DATASET RECORDS.
start

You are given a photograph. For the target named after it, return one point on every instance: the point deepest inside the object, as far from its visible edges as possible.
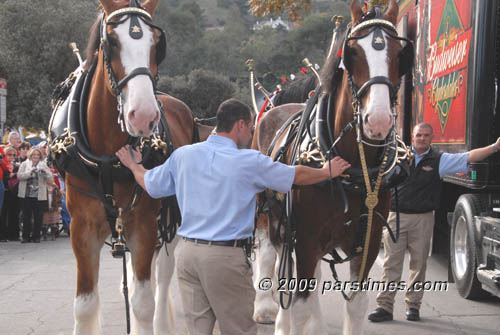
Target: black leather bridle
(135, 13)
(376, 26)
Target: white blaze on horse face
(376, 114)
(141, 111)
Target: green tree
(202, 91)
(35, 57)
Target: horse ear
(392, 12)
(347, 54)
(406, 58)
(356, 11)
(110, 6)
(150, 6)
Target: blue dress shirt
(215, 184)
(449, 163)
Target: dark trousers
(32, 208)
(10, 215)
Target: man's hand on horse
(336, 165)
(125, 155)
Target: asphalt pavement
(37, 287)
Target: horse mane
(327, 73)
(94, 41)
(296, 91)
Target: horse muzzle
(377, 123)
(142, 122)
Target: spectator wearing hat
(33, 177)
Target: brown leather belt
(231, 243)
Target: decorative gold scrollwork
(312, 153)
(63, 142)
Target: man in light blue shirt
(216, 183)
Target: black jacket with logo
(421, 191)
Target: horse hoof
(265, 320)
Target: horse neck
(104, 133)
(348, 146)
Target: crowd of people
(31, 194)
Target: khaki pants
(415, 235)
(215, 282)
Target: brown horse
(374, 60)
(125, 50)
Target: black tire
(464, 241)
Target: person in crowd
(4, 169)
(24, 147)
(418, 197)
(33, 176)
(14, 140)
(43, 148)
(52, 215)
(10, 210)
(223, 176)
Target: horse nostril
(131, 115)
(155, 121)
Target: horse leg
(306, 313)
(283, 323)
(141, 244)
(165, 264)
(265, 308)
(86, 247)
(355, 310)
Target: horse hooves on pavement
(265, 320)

end
start

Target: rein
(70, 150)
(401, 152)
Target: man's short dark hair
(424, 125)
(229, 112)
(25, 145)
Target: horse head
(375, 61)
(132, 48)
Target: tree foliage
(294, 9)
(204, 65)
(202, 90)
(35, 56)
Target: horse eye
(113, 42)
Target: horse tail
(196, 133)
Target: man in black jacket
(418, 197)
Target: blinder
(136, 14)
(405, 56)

end

Please gather every line of the material above that contains the word "dark", and copy each of those lines in full.

SOLUTION TO THIS TASK.
Target: dark trousers
Target: man's short dark hair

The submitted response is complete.